##### Data provided #####

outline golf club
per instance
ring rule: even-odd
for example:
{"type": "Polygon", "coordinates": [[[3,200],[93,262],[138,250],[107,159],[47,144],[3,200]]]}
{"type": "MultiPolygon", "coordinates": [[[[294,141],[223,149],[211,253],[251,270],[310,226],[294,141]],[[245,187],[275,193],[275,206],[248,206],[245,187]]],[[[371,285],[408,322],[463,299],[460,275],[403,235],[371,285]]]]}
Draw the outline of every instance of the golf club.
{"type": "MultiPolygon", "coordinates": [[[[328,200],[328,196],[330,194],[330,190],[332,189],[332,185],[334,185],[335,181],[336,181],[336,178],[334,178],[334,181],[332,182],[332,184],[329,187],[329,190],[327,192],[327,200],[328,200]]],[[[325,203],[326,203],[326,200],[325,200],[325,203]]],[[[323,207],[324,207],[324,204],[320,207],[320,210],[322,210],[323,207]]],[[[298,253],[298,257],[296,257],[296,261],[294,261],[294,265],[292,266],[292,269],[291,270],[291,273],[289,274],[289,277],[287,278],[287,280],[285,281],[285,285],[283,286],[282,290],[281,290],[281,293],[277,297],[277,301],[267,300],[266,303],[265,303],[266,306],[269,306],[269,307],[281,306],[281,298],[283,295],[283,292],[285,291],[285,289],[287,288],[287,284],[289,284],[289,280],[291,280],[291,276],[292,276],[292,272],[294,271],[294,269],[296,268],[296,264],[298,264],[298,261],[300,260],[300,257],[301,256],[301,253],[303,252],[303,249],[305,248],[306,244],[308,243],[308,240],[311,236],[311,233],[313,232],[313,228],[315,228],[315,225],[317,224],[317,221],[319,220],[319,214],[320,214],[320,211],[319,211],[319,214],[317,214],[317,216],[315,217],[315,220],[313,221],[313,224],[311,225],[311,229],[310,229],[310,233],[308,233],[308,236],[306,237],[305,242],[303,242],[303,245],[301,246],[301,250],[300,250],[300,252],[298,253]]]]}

#####

Written instruction »
Update the items above so that "golf club" reads "tennis racket" wherever it occurs, leaving every other part unchanged.

Reply »
outline tennis racket
per instance
ring rule: even-odd
for example:
{"type": "Polygon", "coordinates": [[[3,200],[93,262],[138,250],[107,159],[47,144],[3,200]]]}
{"type": "MultiPolygon", "coordinates": [[[[294,141],[223,149],[211,253],[251,270],[310,226],[294,141]],[[245,187],[275,193],[275,206],[248,206],[245,187]]],[[[371,285],[408,322],[463,299],[460,275],[403,235],[371,285]]]]}
Draw the outline of every instance of the tennis racket.
{"type": "MultiPolygon", "coordinates": [[[[328,200],[328,196],[330,194],[330,190],[332,189],[332,185],[334,185],[335,181],[336,181],[336,178],[334,178],[334,181],[332,182],[332,184],[329,187],[329,190],[327,192],[327,200],[328,200]]],[[[325,203],[326,203],[326,200],[325,200],[325,203]]],[[[323,207],[324,207],[324,204],[320,207],[320,210],[322,210],[323,207]]],[[[298,253],[298,257],[296,257],[296,261],[294,261],[294,265],[292,266],[292,269],[291,270],[291,273],[289,274],[289,277],[287,278],[287,280],[285,281],[285,285],[283,286],[282,290],[281,290],[281,293],[277,297],[277,301],[267,300],[266,303],[265,303],[266,306],[269,306],[269,307],[281,306],[281,298],[283,295],[283,292],[285,291],[285,289],[287,288],[287,284],[289,284],[289,280],[291,280],[291,276],[292,276],[292,272],[294,271],[294,269],[296,268],[296,264],[298,264],[298,261],[300,260],[300,257],[301,256],[301,253],[303,252],[303,249],[305,248],[306,244],[308,243],[308,240],[311,236],[311,233],[313,232],[313,228],[315,228],[315,225],[317,224],[317,221],[319,220],[319,214],[320,214],[320,211],[319,211],[319,214],[317,214],[317,216],[315,217],[315,220],[313,221],[313,224],[311,225],[311,229],[310,229],[310,233],[308,233],[308,236],[306,237],[305,242],[303,242],[303,245],[301,246],[301,250],[300,250],[300,252],[298,253]]]]}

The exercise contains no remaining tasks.